EXERCISE DESCRIPTION: Quote the entries below verbatim, starting at the line that contains "# draw the outline of every instance of the pointed" and ending after the line that contains "M 189 86 L 201", with both of those lines included.

THE RECORDS:

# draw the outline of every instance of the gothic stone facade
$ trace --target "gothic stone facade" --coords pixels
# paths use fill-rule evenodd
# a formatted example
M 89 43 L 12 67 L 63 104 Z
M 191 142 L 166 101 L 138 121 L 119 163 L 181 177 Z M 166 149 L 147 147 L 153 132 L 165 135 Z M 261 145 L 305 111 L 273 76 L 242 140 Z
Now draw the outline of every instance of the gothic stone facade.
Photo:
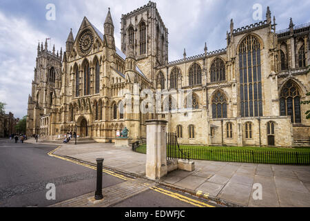
M 15 126 L 19 121 L 19 119 L 14 117 L 10 112 L 8 114 L 0 113 L 0 137 L 8 137 L 11 134 L 15 134 Z
M 291 19 L 276 32 L 273 20 L 269 8 L 264 21 L 234 29 L 231 19 L 226 48 L 208 52 L 205 44 L 203 54 L 184 50 L 168 62 L 168 30 L 155 3 L 122 15 L 121 50 L 110 10 L 104 34 L 84 17 L 63 56 L 38 46 L 28 133 L 57 139 L 76 129 L 108 142 L 126 126 L 132 140 L 143 140 L 145 121 L 158 119 L 180 144 L 309 145 L 310 106 L 300 102 L 310 90 L 310 26 Z M 144 89 L 169 91 L 159 111 L 136 111 Z

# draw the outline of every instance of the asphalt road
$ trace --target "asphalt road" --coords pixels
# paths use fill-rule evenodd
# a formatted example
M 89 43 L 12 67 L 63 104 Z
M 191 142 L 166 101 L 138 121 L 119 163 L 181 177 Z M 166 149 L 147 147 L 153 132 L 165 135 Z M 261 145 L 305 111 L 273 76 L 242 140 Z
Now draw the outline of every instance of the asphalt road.
M 14 144 L 0 140 L 0 207 L 47 206 L 91 193 L 96 189 L 96 172 L 81 165 L 48 155 L 56 146 Z M 103 174 L 103 188 L 125 182 Z M 46 185 L 56 186 L 56 200 L 48 200 Z M 152 190 L 117 203 L 116 207 L 192 207 Z

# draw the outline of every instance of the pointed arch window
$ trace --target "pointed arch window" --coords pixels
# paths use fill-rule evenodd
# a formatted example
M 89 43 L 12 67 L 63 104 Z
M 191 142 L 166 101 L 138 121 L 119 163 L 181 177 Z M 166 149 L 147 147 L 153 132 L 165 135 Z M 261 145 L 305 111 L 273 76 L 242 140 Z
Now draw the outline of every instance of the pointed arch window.
M 116 104 L 114 104 L 113 105 L 113 119 L 117 119 L 117 105 L 116 105 Z
M 226 124 L 226 135 L 227 138 L 232 138 L 232 123 Z
M 96 102 L 95 103 L 95 120 L 98 120 L 98 116 L 99 116 L 99 106 L 98 106 L 98 102 Z
M 75 69 L 75 97 L 80 95 L 79 93 L 79 84 L 80 84 L 80 73 L 79 72 L 79 68 Z
M 146 53 L 146 26 L 142 22 L 140 25 L 140 55 Z
M 130 26 L 130 28 L 128 29 L 129 45 L 134 44 L 134 28 L 132 28 L 132 26 Z
M 300 93 L 296 84 L 289 80 L 280 95 L 281 116 L 291 116 L 292 123 L 301 123 Z
M 170 74 L 170 88 L 178 88 L 178 78 L 180 75 L 180 69 L 174 67 Z
M 252 139 L 252 123 L 247 122 L 245 123 L 245 138 Z
M 194 93 L 191 93 L 187 96 L 185 102 L 185 106 L 187 108 L 199 108 L 199 98 L 198 95 Z
M 90 95 L 90 67 L 88 62 L 84 65 L 84 95 Z
M 189 86 L 201 84 L 201 68 L 195 63 L 189 68 Z
M 52 67 L 48 73 L 48 81 L 50 83 L 55 83 L 55 78 L 56 78 L 55 69 L 54 68 L 54 67 Z
M 212 99 L 212 118 L 227 117 L 227 102 L 226 97 L 220 91 L 215 93 Z
M 195 127 L 194 125 L 189 125 L 188 126 L 188 132 L 189 132 L 189 138 L 194 139 L 195 138 Z
M 123 102 L 119 103 L 119 119 L 124 119 L 124 104 Z
M 225 64 L 223 60 L 216 58 L 211 65 L 211 82 L 225 80 Z
M 262 116 L 260 46 L 248 35 L 239 48 L 240 115 Z
M 304 68 L 306 66 L 304 45 L 302 45 L 298 50 L 298 66 L 300 68 Z
M 183 135 L 182 131 L 183 131 L 182 125 L 178 125 L 176 126 L 176 135 L 178 136 L 178 138 L 183 138 Z
M 156 85 L 157 85 L 157 89 L 165 89 L 165 77 L 163 73 L 161 71 L 158 73 L 158 75 L 157 76 L 156 79 Z
M 280 59 L 281 61 L 281 70 L 287 70 L 287 56 L 282 50 L 280 50 Z
M 99 61 L 96 62 L 96 93 L 99 94 L 100 93 L 100 66 Z

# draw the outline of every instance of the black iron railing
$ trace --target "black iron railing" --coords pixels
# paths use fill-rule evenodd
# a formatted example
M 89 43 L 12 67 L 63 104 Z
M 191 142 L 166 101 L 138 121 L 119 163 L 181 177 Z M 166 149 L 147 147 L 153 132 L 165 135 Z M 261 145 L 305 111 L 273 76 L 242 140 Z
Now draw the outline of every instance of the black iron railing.
M 274 164 L 310 164 L 310 153 L 246 150 L 212 150 L 182 147 L 192 160 Z
M 166 133 L 167 160 L 189 160 L 189 153 L 181 148 L 178 144 L 178 137 L 175 133 Z

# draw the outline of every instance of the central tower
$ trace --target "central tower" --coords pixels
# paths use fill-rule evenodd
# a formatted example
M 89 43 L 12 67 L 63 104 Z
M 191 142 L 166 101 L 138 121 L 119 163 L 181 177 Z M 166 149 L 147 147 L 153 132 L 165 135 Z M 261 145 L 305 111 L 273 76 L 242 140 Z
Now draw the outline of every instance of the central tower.
M 121 50 L 124 54 L 133 45 L 136 64 L 153 83 L 154 67 L 168 63 L 168 29 L 156 3 L 149 3 L 121 18 Z

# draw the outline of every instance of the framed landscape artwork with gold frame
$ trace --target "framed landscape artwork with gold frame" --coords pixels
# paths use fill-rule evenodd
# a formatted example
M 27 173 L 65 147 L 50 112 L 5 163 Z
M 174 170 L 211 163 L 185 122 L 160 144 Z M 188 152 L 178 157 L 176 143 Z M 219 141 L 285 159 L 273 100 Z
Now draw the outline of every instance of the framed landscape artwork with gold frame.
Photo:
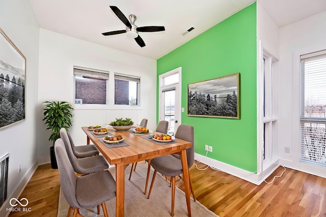
M 188 84 L 187 115 L 240 119 L 240 73 Z
M 0 28 L 0 128 L 25 118 L 26 58 Z

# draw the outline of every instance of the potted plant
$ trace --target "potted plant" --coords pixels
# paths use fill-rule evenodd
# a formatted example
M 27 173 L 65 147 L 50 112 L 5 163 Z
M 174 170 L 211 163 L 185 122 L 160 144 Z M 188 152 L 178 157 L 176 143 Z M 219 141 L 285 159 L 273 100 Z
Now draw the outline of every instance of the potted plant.
M 51 131 L 49 141 L 53 141 L 53 145 L 50 147 L 50 157 L 51 166 L 52 169 L 58 169 L 57 160 L 55 154 L 55 142 L 60 138 L 60 131 L 62 128 L 68 130 L 71 127 L 72 110 L 73 108 L 67 102 L 44 102 L 45 107 L 43 110 L 45 120 L 46 130 Z
M 116 120 L 110 123 L 114 129 L 118 131 L 128 131 L 131 128 L 131 126 L 133 124 L 133 121 L 131 118 L 126 117 L 125 119 L 116 118 Z

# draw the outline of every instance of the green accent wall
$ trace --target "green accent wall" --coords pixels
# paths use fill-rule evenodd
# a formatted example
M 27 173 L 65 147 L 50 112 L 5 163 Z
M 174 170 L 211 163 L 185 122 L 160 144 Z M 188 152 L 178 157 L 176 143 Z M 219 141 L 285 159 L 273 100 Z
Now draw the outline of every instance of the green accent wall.
M 182 123 L 194 127 L 195 152 L 205 156 L 208 144 L 213 152 L 207 157 L 249 171 L 257 170 L 256 23 L 255 3 L 157 61 L 157 81 L 182 67 Z M 187 115 L 188 84 L 237 72 L 240 119 Z

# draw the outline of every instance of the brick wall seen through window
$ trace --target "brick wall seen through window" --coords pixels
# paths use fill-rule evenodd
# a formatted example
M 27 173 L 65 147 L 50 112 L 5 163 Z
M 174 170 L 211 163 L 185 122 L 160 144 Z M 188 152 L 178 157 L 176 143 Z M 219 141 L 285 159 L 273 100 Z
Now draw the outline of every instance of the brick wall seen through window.
M 83 100 L 84 104 L 106 103 L 106 79 L 83 76 L 75 79 L 75 98 Z

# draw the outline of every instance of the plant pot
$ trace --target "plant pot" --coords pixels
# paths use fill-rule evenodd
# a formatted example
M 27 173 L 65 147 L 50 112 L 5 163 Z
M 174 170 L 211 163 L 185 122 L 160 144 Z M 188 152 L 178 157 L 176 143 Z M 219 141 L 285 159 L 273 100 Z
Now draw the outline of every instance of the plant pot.
M 114 129 L 117 131 L 128 131 L 131 128 L 131 125 L 125 126 L 112 126 Z
M 50 159 L 51 159 L 51 167 L 52 169 L 58 169 L 57 158 L 55 153 L 55 146 L 50 147 Z

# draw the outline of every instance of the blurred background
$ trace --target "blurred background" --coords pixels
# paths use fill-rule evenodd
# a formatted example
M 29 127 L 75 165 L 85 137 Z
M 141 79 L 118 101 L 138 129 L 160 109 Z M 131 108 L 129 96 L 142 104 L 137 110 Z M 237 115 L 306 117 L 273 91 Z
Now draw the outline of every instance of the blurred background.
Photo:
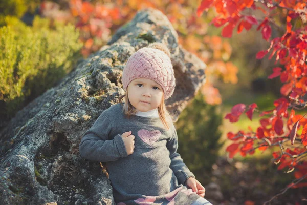
M 178 152 L 220 204 L 262 204 L 293 177 L 277 171 L 272 150 L 230 159 L 228 132 L 258 126 L 245 115 L 230 124 L 224 118 L 238 103 L 273 108 L 280 97 L 278 78 L 269 80 L 276 65 L 256 59 L 266 49 L 256 28 L 221 37 L 210 24 L 214 10 L 198 17 L 201 0 L 0 0 L 0 129 L 16 113 L 71 72 L 79 60 L 98 50 L 140 9 L 153 7 L 168 18 L 183 47 L 207 65 L 206 83 L 176 123 Z M 253 14 L 260 15 L 260 14 Z M 260 16 L 258 16 L 260 17 Z M 272 30 L 272 37 L 278 31 Z M 295 204 L 300 194 L 290 190 L 272 204 Z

WRITTEN REPLY:
# draw the outline of every instance of the pointed arch window
$ trace --target "pointed arch window" --coords pixels
# paths use fill-rule evenodd
# a formatted example
M 89 43 L 12 67 L 63 104 Z
M 191 142 L 166 101 L 138 121 L 119 163 L 181 177 Z M 166 149 L 147 147 L 153 132 L 165 135 Z M 261 145 L 305 111 L 273 76 L 242 140 Z
Now draw the outline of every instance of the pointed arch window.
M 116 104 L 114 104 L 113 105 L 113 119 L 117 119 L 117 105 L 116 105 Z
M 226 124 L 226 135 L 227 138 L 232 138 L 232 123 Z
M 96 102 L 95 103 L 95 120 L 98 120 L 98 116 L 99 116 L 99 106 L 98 106 L 98 102 Z
M 75 69 L 75 97 L 80 95 L 79 93 L 79 84 L 80 84 L 80 73 L 79 72 L 79 68 Z
M 146 53 L 146 26 L 142 22 L 140 25 L 140 55 Z
M 130 26 L 130 28 L 128 29 L 129 45 L 134 44 L 134 28 L 132 28 L 132 26 Z
M 300 93 L 296 84 L 289 80 L 280 95 L 281 116 L 291 116 L 292 123 L 301 123 Z
M 170 74 L 170 88 L 178 88 L 178 78 L 180 75 L 180 69 L 174 67 Z
M 252 139 L 252 123 L 247 122 L 245 123 L 245 138 Z
M 194 93 L 191 93 L 187 96 L 185 102 L 185 106 L 187 108 L 199 108 L 199 98 L 198 95 Z
M 90 95 L 90 67 L 88 62 L 84 65 L 84 95 Z
M 189 86 L 201 84 L 201 68 L 195 63 L 189 68 Z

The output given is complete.